╭──

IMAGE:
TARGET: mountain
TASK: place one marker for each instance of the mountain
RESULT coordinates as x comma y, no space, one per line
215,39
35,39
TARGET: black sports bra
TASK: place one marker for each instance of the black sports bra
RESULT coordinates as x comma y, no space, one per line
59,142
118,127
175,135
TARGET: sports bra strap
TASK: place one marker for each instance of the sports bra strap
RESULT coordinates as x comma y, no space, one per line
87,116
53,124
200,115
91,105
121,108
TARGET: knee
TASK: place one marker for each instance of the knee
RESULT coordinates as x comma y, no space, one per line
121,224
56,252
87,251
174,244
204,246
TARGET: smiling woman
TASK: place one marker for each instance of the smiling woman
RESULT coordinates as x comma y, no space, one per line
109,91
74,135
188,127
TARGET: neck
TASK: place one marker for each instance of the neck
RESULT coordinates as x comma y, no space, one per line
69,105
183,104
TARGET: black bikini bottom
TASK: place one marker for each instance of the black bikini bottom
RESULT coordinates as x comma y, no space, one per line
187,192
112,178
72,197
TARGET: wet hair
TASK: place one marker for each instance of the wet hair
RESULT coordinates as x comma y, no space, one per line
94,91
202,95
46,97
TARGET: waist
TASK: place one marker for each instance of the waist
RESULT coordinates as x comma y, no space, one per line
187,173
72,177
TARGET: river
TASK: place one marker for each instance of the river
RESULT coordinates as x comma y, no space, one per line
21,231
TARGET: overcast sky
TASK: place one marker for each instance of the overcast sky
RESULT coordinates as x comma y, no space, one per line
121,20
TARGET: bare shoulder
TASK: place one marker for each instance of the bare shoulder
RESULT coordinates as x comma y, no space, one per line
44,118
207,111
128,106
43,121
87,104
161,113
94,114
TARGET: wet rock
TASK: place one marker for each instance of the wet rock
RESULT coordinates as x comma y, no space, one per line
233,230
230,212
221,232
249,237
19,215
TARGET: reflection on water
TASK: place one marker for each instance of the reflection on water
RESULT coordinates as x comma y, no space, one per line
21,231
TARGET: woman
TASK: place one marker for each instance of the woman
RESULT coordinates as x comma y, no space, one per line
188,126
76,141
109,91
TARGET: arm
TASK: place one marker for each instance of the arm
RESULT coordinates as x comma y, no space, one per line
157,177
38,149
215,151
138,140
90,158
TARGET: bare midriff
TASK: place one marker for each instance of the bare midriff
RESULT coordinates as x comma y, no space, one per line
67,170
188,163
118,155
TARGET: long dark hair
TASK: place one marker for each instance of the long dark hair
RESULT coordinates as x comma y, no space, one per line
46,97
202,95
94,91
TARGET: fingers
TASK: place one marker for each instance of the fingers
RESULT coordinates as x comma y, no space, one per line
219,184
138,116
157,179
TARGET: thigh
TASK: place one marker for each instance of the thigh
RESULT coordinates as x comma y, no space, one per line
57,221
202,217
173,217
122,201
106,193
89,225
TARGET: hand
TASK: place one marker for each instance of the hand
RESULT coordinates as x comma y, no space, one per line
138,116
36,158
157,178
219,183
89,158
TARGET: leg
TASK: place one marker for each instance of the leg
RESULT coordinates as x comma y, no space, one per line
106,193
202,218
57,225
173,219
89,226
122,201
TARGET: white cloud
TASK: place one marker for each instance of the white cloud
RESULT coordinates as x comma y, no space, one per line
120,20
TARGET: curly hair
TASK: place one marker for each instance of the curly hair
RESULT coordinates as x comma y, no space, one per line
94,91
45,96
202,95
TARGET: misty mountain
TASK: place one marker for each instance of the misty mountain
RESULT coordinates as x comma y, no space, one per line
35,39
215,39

╰──
╭──

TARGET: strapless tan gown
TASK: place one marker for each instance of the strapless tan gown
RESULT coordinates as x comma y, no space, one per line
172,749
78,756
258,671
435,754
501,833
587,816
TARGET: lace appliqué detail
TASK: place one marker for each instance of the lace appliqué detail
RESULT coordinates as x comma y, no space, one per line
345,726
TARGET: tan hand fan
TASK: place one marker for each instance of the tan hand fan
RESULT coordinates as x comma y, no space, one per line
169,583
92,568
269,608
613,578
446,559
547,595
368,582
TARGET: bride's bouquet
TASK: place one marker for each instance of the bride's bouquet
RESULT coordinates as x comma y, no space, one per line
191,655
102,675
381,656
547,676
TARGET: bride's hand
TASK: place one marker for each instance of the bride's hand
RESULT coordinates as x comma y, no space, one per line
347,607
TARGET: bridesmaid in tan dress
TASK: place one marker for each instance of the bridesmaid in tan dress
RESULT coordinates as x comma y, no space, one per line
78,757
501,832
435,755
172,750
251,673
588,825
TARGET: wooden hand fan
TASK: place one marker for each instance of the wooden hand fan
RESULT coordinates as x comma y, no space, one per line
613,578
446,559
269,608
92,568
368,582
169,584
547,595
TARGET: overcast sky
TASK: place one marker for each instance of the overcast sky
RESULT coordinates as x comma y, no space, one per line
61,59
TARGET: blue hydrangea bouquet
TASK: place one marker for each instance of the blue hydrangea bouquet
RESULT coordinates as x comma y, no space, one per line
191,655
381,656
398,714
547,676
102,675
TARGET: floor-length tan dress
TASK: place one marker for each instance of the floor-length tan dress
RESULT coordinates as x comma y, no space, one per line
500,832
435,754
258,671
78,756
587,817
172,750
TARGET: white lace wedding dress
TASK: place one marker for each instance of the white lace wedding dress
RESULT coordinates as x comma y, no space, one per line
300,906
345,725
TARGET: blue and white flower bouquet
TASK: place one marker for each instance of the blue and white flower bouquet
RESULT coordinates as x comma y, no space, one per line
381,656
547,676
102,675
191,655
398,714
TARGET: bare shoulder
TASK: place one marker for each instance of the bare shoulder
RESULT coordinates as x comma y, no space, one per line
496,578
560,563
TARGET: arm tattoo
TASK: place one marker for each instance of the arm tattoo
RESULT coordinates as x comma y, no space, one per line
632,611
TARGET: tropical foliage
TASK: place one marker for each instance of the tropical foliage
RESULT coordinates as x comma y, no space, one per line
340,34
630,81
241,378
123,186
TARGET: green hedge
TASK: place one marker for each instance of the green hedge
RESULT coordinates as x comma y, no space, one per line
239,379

╰──
╭──

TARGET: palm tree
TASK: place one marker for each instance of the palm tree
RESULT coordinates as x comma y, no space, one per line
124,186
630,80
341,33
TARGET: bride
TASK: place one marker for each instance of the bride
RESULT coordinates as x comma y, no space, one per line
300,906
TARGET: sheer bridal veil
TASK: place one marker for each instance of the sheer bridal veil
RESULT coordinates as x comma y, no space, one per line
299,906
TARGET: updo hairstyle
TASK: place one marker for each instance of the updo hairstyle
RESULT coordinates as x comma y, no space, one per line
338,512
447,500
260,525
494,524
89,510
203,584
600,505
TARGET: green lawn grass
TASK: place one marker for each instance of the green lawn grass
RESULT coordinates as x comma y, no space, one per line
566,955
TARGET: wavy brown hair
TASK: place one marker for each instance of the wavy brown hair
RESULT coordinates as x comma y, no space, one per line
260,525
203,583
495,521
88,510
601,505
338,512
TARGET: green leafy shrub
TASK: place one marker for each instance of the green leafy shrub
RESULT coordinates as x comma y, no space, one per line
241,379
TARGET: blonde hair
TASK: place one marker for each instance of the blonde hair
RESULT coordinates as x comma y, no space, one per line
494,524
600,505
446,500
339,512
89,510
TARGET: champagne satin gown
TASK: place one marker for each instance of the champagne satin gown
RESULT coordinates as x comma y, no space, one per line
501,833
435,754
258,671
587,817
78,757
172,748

╰──

**Given request**
Please pull out each line of the material above that contains the word "detail".

**Complete response**
TARGET: lace appliqué detail
TASK: place one marker for each instance of the lace appliqué detail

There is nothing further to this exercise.